- **ABOUT THIS EXERCISE**: Every entry must come back exactly as it was written.

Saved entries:

--------------------

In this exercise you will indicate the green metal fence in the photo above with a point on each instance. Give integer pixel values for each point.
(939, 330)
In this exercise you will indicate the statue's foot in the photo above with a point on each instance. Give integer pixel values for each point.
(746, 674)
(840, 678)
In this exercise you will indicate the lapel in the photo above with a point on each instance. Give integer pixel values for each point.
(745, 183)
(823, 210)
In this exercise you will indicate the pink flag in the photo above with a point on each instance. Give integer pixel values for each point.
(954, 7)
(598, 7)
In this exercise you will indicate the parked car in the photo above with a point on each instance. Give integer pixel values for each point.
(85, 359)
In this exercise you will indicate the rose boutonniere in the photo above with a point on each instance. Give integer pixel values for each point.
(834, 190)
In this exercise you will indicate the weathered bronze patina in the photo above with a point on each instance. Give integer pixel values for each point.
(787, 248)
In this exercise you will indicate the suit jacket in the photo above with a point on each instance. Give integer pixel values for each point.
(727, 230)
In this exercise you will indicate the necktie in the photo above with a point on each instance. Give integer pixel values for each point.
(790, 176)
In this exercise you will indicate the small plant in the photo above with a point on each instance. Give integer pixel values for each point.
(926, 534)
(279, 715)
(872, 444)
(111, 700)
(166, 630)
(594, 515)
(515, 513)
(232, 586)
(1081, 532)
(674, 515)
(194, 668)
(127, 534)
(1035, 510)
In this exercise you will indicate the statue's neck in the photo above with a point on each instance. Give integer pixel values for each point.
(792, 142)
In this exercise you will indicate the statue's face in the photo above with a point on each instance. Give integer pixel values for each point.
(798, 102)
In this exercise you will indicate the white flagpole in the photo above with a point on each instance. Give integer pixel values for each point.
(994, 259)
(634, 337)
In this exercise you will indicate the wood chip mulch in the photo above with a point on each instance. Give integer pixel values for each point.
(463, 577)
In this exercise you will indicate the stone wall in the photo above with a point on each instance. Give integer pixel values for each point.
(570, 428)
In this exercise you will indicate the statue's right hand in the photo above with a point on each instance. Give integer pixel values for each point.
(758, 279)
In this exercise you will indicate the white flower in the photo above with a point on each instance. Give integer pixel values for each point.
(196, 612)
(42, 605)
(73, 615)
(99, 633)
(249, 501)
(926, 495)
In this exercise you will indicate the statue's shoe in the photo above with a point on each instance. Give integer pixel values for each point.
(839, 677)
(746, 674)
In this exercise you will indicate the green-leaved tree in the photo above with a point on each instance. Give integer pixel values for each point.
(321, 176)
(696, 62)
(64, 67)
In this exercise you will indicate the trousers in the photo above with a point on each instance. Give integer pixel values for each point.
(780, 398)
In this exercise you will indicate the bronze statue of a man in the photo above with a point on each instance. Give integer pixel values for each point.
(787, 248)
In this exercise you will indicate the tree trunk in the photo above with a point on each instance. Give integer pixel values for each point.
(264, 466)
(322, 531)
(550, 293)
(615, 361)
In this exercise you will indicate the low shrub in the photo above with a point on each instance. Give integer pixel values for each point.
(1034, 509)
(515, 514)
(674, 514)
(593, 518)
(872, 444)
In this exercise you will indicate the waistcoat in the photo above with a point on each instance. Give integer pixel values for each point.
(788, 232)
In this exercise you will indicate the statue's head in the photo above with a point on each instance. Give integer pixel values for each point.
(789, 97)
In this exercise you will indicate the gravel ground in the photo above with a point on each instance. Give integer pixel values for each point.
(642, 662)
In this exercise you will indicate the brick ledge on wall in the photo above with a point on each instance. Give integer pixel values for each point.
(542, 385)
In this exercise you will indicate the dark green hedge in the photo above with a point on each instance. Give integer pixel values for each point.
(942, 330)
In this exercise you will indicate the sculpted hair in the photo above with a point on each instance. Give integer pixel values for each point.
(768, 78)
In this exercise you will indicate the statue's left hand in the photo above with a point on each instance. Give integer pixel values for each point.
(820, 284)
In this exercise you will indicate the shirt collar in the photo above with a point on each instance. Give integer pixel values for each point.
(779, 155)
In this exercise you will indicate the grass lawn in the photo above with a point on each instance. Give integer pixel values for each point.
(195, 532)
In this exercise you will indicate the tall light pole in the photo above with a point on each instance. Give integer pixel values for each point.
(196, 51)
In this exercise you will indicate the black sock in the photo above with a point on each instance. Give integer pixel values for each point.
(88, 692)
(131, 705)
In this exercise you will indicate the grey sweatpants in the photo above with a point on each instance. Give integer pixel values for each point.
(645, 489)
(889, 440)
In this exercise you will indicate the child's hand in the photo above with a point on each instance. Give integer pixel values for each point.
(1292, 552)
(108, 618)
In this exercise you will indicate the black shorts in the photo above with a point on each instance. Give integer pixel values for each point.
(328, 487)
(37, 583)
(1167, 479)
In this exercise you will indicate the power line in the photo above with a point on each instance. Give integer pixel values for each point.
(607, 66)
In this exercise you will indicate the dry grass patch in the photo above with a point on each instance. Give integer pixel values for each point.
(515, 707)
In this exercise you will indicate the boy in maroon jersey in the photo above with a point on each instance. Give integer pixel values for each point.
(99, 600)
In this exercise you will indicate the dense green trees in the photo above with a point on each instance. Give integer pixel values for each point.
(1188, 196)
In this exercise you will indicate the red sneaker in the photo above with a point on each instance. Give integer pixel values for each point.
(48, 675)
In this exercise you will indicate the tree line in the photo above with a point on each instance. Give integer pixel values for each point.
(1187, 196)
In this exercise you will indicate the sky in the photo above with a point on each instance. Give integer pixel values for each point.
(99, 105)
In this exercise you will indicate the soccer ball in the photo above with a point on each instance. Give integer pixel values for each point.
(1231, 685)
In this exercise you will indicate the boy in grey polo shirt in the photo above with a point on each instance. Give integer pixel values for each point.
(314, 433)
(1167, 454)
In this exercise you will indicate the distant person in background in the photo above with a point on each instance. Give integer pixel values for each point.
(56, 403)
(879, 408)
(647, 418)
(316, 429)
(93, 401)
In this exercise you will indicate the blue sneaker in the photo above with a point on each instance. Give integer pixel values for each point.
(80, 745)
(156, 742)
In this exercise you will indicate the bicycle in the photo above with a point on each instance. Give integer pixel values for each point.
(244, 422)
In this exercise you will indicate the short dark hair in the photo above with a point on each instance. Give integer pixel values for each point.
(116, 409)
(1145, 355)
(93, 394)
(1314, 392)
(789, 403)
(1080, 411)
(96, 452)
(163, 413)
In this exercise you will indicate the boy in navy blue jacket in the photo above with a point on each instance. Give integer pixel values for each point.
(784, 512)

--------------------

- **RESPONSE AREA**:
In this exercise you will indicate the green metal fence in the photo above with a point on each instance. Give integer pixel values for each point.
(939, 330)
In this exercise you will indicate the statue's foot in the photo above with a point on each instance. Give integer pixel values for each point.
(746, 674)
(840, 678)
In this exercise you will indicate the lapel in the photo above with a point on each instance. Give integer pixel values for each point.
(745, 183)
(823, 210)
In this exercise you will indicate the pink flag in the photo above with a point on each instance. Give integer pixel values for each point.
(954, 7)
(598, 7)
In this exercise you will indicate the parked car in the photo above with a point on each instance. Give integer pixel values for each point.
(85, 359)
In this exercise you will indicate the rose boutonniere in the photo above with a point on each instance. Give integer pixel values for each point.
(834, 190)
In this exercise you will indicate the weathered bronze patina in the photo above with a point on each instance. Give integer pixel values for each point.
(787, 248)
In this exercise you will indicate the suit jacket in the photo above with a point on each instance. Give integer pixel values for each point.
(727, 230)
In this exercise you will indicate the necktie in the photo above with a point on each instance. Give integer pixel values for each point.
(790, 176)
In this exercise you will indicate the small plant in the photo above with a point on each instance. Give integer pixel values for each point.
(926, 534)
(279, 715)
(872, 444)
(111, 700)
(166, 630)
(594, 515)
(515, 513)
(232, 586)
(1081, 532)
(674, 515)
(194, 668)
(127, 534)
(1035, 510)
In this exercise you will indicate the statue's neck in the photo above with a point on each instance. Give integer pixel values for each point.
(792, 142)
In this exercise you will indicate the statue's face in the photo above with a point on each instance. Give integer pixel values for each point.
(798, 102)
In this exercise you will indicate the white flagpole in the photo above with a point on each instance. Give integer pixel values for each point.
(994, 259)
(634, 337)
In this exercise you will indicate the wood chip mulch in the photo above with a point on each instance. Give integer pixel values for each point.
(463, 577)
In this exercise you will indicate the stone wall in the photo above with a point on each instance. Give integer pixel values for each point.
(570, 428)
In this exercise you will indicate the statue's right hand in the photo above with a point on each instance. Give integer pixel values for each point.
(758, 279)
In this exercise you will indicate the white flower in the photo above with a point on each instance. Give integer pixel values for each point.
(196, 612)
(42, 605)
(73, 615)
(99, 633)
(249, 501)
(926, 495)
In this exercise you will indicate the statue's shoe in the photo above with a point on each instance. Give integer pixel values for each point.
(839, 677)
(746, 674)
In this exercise you will indicate the green-leaved tree in the photo above with a point on each instance. Give integer pixel values for each point.
(321, 176)
(696, 62)
(64, 67)
In this exercise you will indicate the trousers in the photo above with a point on each instance. Give integer pixel values for each point.
(780, 398)
In this exercise you will indicate the bronze statue of a man in the photo above with a point on each instance. Give integer pixel values for each point.
(787, 248)
In this exercise you will indicate the tree trunk in the photo above with a point on each instance. Give integer pixel values for each point.
(264, 466)
(322, 531)
(550, 293)
(615, 361)
In this exercise you will indicate the low shrub in the photo above with a point on each instance. Give integer pixel values for each point.
(1034, 509)
(515, 514)
(674, 514)
(593, 518)
(872, 444)
In this exercise you will indicate the waistcoat in the photo above with a point on each instance. Give integer pixel values for each point.
(788, 232)
In this exercise you will indicate the statue's head in the photo above with a point on each instance. Give integer pixel values for each point.
(789, 97)
In this exercise you will indicate the gravel ground in the photo above with a point on each instance. Give integer pixel values for each point.
(642, 662)
In this exercise you will indicate the brick ledge on wall in the photo above with a point on each instance. Give integer pixel values for each point.
(542, 385)
In this exercise you will indicate the dark green hedge in the photo above with a point on each instance. Give integer pixel values for each point.
(942, 330)
In this exercise you will indicate the sculpted hair in the photo above with a point on each instance. Give integer pixel values for each point.
(768, 78)
In this exercise you will indicate the statue's left hand in the photo above with a point on each instance. Give integer pixel values for each point.
(820, 284)
In this exercise you will indicate the shirt collar in the photo above with a point on each instance. Give integer pixel values for each point.
(779, 155)
In this exercise you will indicate the grass lawn in the photo above with a point on each instance. Give integer pixel values for each point.
(195, 532)
In this exercise you will indicate the tall light pole in the photo above with a point on each instance. Give integer pixel values for each point.
(196, 51)
In this exercise you will indicate the black sock in the photo above with a point on each instance. Give integer pixel values for each point.
(88, 692)
(131, 705)
In this exercise you will indicate the grey sweatpants in the photo above with a point on each instance. Give integer pixel values for each point.
(645, 489)
(889, 440)
In this exercise you will indicate the child's hand in the photo above with a point on each instance. Give integer pixel values for each point.
(1292, 552)
(108, 618)
In this exercise you will indicate the black shorts in the photo above with a point on each instance. Give integer pixel values for each point.
(328, 487)
(37, 583)
(1167, 479)
In this exercise you will indicate the power line in the photo above with a point on each instance. Give integer pixel values for each point.
(607, 66)
In this exercise you will indicate the dry grass patch in the photo above with a point on each instance. Give integer pixel values for each point.
(515, 707)
In this exercise you will indicate the boy in maroon jersey in the photo above with a point on each instance. Give integer pixel values for each point.
(99, 600)
In this exercise you will indicate the dense green trees in the photo above with a point on each instance. Give integer pixel values for each point.
(1188, 196)
In this exercise you will indicate the red sneaker in the photo above with a point on each instance. Give integer pixel values for each point.
(48, 675)
In this exercise you will indicate the tree line in the photo above with a point on each instance. Give integer pixel values for each point.
(1187, 196)
In this exercise you will indicate the sky in the photo above with a point on each instance. Give integer pixel values for each point.
(99, 105)
In this exercise you will indicate the soccer ball in the photo above with a point on each instance. Give integer pixel values for each point.
(1231, 685)
In this exercise you will indicate the boy in grey polo shirt in the photo above with a point on each instance. Give integer pixel values for each point.
(314, 433)
(1167, 454)
In this exercise you will indicate the distant person in background in the photo above with a point on each instance. Give integer pixel values for each point.
(56, 403)
(879, 408)
(647, 418)
(316, 429)
(93, 401)
In this exercise you will indicate the blue sneaker in the photo above with a point on each instance. Give integer pixel values for each point.
(80, 745)
(156, 742)
In this exercise you will indicate the bicycle in the photo above with a point on each instance. Give integer pixel values for each point.
(244, 422)
In this exercise you will indicate the short dark hair in the photo above with a point on each instance. Give integer pixel values for each point.
(116, 409)
(1145, 355)
(93, 394)
(1314, 392)
(789, 403)
(1080, 411)
(96, 452)
(163, 413)
In this exercise you will indicate the boy in navy blue jacket in the photo above with a point on each instance. Give integer pixel values for each point.
(784, 512)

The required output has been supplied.